| Stored records |
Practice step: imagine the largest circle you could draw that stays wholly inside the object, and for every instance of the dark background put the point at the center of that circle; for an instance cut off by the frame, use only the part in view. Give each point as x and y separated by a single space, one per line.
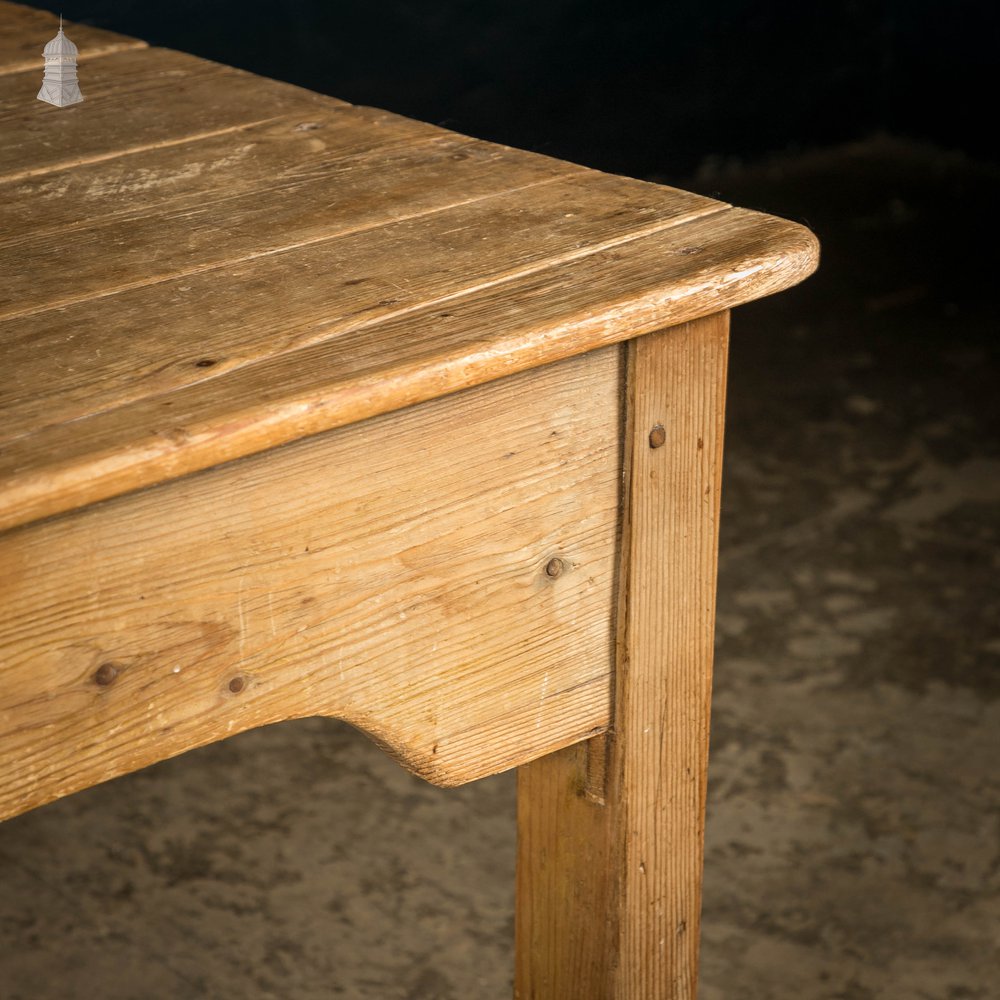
851 848
633 86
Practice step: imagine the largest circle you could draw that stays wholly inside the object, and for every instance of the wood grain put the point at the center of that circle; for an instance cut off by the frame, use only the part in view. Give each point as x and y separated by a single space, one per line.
355 367
134 100
392 267
25 30
641 914
391 573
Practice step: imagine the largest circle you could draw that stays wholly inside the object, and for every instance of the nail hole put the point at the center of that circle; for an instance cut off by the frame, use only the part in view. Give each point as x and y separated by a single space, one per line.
105 674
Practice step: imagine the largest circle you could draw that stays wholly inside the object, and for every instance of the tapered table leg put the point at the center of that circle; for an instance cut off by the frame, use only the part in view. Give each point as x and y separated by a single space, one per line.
611 833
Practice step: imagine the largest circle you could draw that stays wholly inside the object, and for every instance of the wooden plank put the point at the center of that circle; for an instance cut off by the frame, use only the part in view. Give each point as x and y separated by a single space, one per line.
270 159
392 573
25 30
135 100
314 201
593 296
384 270
610 891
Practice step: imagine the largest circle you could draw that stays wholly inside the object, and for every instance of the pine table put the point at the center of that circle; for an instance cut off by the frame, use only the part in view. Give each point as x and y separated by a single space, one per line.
310 409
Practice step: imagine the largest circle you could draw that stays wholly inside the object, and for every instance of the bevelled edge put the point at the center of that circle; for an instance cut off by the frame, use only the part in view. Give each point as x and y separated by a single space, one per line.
741 256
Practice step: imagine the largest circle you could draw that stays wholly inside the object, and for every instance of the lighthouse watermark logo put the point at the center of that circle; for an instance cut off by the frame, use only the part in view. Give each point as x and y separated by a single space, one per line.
59 85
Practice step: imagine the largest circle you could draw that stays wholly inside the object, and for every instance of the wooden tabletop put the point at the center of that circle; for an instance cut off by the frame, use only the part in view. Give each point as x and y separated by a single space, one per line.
197 264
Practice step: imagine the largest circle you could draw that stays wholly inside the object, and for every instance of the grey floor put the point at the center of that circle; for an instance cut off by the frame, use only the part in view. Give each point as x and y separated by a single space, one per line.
853 846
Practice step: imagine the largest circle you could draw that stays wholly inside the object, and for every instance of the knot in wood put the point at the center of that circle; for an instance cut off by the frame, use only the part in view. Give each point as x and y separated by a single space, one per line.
554 568
105 674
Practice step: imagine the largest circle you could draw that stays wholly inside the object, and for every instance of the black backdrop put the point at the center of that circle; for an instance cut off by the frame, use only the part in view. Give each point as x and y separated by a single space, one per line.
631 86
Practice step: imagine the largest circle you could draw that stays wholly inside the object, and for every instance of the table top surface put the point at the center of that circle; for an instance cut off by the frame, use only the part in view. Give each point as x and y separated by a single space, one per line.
197 264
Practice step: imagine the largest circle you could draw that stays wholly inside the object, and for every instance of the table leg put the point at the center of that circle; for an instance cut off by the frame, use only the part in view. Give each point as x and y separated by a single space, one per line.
611 833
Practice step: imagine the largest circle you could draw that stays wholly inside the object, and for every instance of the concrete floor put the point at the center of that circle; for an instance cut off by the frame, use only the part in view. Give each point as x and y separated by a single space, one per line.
853 845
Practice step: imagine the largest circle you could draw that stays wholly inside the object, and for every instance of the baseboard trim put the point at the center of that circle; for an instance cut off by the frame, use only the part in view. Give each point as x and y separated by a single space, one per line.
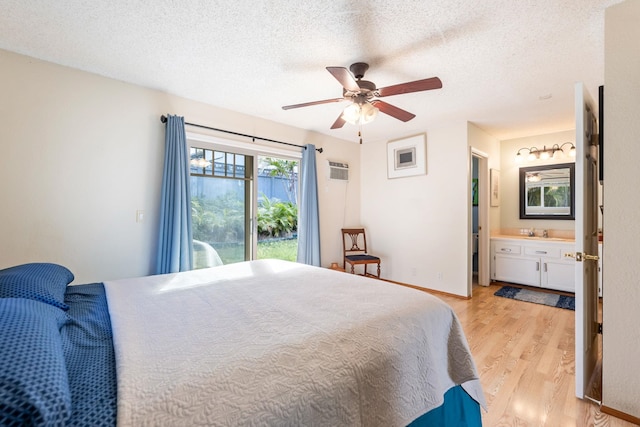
420 288
620 414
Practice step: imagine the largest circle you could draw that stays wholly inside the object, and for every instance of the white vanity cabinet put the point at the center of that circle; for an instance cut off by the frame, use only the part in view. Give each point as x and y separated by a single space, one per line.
533 262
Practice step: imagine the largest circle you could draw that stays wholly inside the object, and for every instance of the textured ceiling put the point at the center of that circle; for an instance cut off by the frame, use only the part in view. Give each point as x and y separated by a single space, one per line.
507 66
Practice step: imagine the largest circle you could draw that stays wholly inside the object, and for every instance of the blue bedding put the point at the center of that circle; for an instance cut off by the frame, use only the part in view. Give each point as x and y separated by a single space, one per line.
60 365
88 350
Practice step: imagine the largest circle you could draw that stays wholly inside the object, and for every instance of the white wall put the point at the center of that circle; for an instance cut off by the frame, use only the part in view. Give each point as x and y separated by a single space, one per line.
418 225
510 179
80 153
621 269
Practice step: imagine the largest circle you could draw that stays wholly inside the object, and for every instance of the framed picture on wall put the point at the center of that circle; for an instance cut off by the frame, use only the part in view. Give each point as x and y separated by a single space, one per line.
495 187
407 157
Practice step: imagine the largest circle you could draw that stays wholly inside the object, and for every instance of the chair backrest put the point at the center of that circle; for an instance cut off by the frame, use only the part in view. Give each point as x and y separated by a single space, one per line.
354 240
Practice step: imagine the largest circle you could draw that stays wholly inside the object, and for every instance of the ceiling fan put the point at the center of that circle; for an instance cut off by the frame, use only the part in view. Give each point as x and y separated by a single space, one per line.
364 95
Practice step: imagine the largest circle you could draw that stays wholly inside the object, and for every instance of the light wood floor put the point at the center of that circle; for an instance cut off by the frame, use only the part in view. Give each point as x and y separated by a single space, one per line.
525 357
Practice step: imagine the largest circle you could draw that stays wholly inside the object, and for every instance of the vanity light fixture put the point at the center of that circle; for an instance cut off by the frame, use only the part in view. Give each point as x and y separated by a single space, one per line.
556 152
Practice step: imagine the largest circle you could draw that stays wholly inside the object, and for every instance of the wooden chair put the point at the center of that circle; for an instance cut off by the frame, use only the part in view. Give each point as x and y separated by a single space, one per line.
354 245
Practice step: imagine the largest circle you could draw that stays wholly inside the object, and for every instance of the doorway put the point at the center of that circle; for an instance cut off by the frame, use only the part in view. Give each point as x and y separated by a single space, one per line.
478 265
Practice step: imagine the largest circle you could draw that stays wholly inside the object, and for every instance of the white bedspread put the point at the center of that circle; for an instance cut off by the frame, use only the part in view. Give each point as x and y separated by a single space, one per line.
277 343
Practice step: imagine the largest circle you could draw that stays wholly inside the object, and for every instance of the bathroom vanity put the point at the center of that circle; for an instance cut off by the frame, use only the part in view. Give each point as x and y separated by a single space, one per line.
533 261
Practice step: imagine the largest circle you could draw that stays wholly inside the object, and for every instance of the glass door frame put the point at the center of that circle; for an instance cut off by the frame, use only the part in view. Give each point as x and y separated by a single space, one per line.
254 150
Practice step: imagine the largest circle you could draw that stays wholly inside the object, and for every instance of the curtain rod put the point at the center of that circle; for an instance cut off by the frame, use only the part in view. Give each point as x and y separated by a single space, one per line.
163 119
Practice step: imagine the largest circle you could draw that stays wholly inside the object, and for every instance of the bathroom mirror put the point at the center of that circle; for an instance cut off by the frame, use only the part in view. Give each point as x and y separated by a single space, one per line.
547 192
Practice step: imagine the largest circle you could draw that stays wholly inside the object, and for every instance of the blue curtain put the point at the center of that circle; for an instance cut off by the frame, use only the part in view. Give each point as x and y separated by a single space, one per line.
175 251
309 225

| SET TASK |
Copy the listing word for word, excluding its pictures.

| WORKED SOLUTION |
Practice step: imagine the largest circle you could draw that stays wholly inside the object, and for every instance of the dark background put the point at the center of that circle; for an instance cut off by the frame, use only the part in view. Give each point as x and y separated by a single space, one per line.
851 848
633 86
Practice step: imagine the largest circle you could draw that stays wholly inside the object, and for every instance of the wood grain put the point at the center of that circle; for an instance cut off by the frame, use only the part in view. Give each point as x and y separated by a single space, one per line.
355 367
134 100
392 267
25 30
641 914
391 573
Practice step: imagine the largest circle you could draw that stays wholly inside the object, and for every instance of the nail hole put the point at the center of that circle; for an instance cut off by the frame, use only the part in view. Give each point as x and y separated by a single space, one per line.
105 674
Practice step: imagine the largest circle you could draw that stays wholly inside the object, and for every instance of the tapered table leg put the point at the center of that circle; for an instance cut off by the frame, use only the part in view. Give each point as x and y separated by a single space, one per line.
611 833
Practice step: imagine the largest circle you could draw that stays wholly inside the object, and for every instance of the wooden plank put the point at the center of that circle; for an instance cut off by the frame, use only the part in view. Give each point as x and y separated by a single space, one per line.
270 159
392 573
25 30
135 100
314 201
593 296
384 270
610 891
Practice step: imagine the largest circle you could draw that stays wholly inside the object, and for every instance of the pine table put the point at the center of that circle; for an instance cut off by the frame, use only the part in view. Give each point as x and y separated by a single space, one per line.
310 409
Practice step: imagine the largest circle you could draw that stays wholly inside the object, and for every instance of the bevelled edge put the point at the center of that circle; for an instance cut off by the frame, use only the part in view. Give each point as x and y separated by a single space, one per line.
741 256
Practice step: imagine the largest circle you could draw that stays wholly inside the object, and for every instance of the lighthouse watermark logo put the point at the center of that circle; for an instance cut off by the frame, use only the part in view. Give each point as x and y separated by a single space, one per line.
59 85
Practice step: imagine the largest circle you could draw that stays wholly inside the object, and for every instance of the wooden tabletop put the point at the center of that circle; for an instance cut off by the frame, use only the part in view. Give each point as x and y separated by a single space, one per line.
197 264
Practice step: imagine the largest circle you could draw that stays wholly inside the object, and for every instance of the grey floor put the point at the center of that circle; for an instance cut off by the frame, use only the part in view. Give each point as x and y separated by a single space, one per line.
853 846
Practice step: imagine the largest circle you could draw that stays wholly inside the object, and for every instance of the knot in wood put the point at the center of that circle; for an instance cut off by the frame, use only the part in view. Give each point as x and y separated by a single space, one per line.
554 568
105 674
Practice step: imagine the largest circle you could draw that stays wholly inside the object, and for every instance of the black backdrop put the point at the center of that circle; for an instance cut off by the frame, use only the part in view. Give each point as x and y separated by a single space, one per line.
631 86
Practice step: imagine the largest circle you could draw that stays wholly inside the object, and for every instance of the table top surface put the point at the center of that circle; for an instance cut off by the frame, use only the part in view. Give each point as x and y separated by a single space, one per line.
197 264
Practice step: imagine the largest circle you could draw that stays wholly inside the object, and for every instance of the table leg put the point at the center of that circle; for an instance cut off by the frame, use only the part in view. Give each point as x and y separated by a single space, one per line.
611 833
Practice step: imagine the largest circle you could draw that stays wholly inside the object, and for every instance of the concrete floor put the point at the center of that circle; for an instance cut off by the frame, use only the part in view. Give each point as x and y separated by a single space, one per line.
853 845
Practice step: imagine the largest circle you could draw that stays wholly inside the object, and for every instance of the baseboard trim put the point at the center of that circle; for an instance cut off by the frame, use only the part in view. Give each point as x and y separated by a single space, one per line.
420 288
620 414
Practice step: imagine the largest circle you could draw that stays wholly inside the object, and for every instance of the white vanity cabinet put the point at the center of that circle; for an instance cut off by the frame, use only the part in view. Give each point as x and y separated by a single space, one per line.
533 262
Practice step: imagine the largest circle you could draw that stays wholly inside the object, and for every instance of the textured ceiling put the point at the center of that circle; for an instance cut off by the frame, use only the part in view. Give each point as x and y separated by a single space, one per line.
507 66
Practice step: imagine the largest circle you could draw that stays wholly inside the object, and for every instance of the blue bedding put the point at the center of that circle; for an instance cut off by the frame, use only the part in view. Give each point as x and y separated by a single space, one per line.
60 365
88 350
Practice step: imagine the largest circle you could draw that stays wholly inside the object, and for every instance of the white wall put the point at the center of that circle; for an instance cut off by the frame, use only the part in view. Give each point as x and y separated by a single space, one per line.
418 225
510 179
80 153
621 269
Practice step: imagine the largest circle you could draw that stays wholly inside the object, and for every instance of the framed picture on wall put the point at the center of that circle; for an instance cut off by the frame, use only the part in view. Give each point as x and y separated by a single space, one per line.
495 187
407 157
Practice step: imagine the largest circle you could draw that stays wholly inside the object, and for every instance of the chair backrest put the point at the center of that circle; for an instance cut off by the frame, use only the part in view. Give each point as x and y separated by a single space, one per line.
354 240
Practice step: imagine the largest circle you could draw that stays wholly inside the object, and for every instance of the ceiling fan put the point at the center of that circle; for an instance cut off by the frame, use only the part in view. Give each point as x and y separated by a single space, one per line.
364 95
Practice step: imagine the largest circle you could draw that stays wholly inside the object, and for every instance of the light wood floor put the point at the center of that circle; for an instance cut off by the frame, use only the part in view. Give each point as x and y separated by a single space, one per line.
525 357
Practice step: imagine the largest circle you could draw that stays wholly inside the object, and for every instance of the vanity light fixture put the point at the center of that circle; for an instance cut off by the frame, use only the part in view. Give each point as x and y separated by a single space, one per line.
556 152
Practice step: imagine the largest circle you could draw that stays wholly inside the object, and for every instance of the wooden chair put the point at the center of that circle; for an instance cut off by the frame, use only the part in view. Give each point as x and y separated by a single space, one per line.
354 245
Practice step: imagine the largest circle you could draw that stays wholly inside the object, and for every instance of the doorway put the point at the center of that circle; for an instance cut off by the frame, use only the part in view. Give each point as x and y separated by a single space, one per line.
478 265
Practice step: imagine the largest circle you could draw that stays wholly inside the object, and for every instance of the white bedspread put the point at the center of that circle; for an instance cut off by the frame, use only the part in view. Give each point as x and y separated by a single space, one per line.
277 343
Practice step: imagine the largest circle you could draw that stays wholly inside the object, and for every instance of the bathroom vanity put the point at the center of that circle; for an instance cut off by the frame, use only the part in view. Give each point as x and y separated by a single space, one per line.
533 261
Practice step: imagine the largest circle you could draw that stays wholly inside the object, and for every instance of the glass door frame put the point at the center of that circle; for an instance cut off by the frame, use only the part in view. Give each point as x and y separated by a single space, one per line.
254 150
Practice step: imagine the largest circle you could draw that stays wholly inside the object, and for every instance of the curtain rod put the point at the center of that circle; for an instance cut off by the frame, use only the part in view. Give each point as x and y separated by a single space, one per line.
163 119
Practice step: imagine the largest circle you could draw that stays wholly inside the object, and for every instance of the bathroom mirror put the point at the center of that circle; for an instance cut off by the frame, use only the part in view. Give each point as x and y separated by a single space, one per line.
547 192
Practice step: imagine the largest circle you could draw that stays wholly inside the object, and for every instance of the blue curtain put the point at the center of that circle; for an instance cut off by the frame, use only the part in view. Give each point as x and y separated by a single space, one per line.
175 251
309 225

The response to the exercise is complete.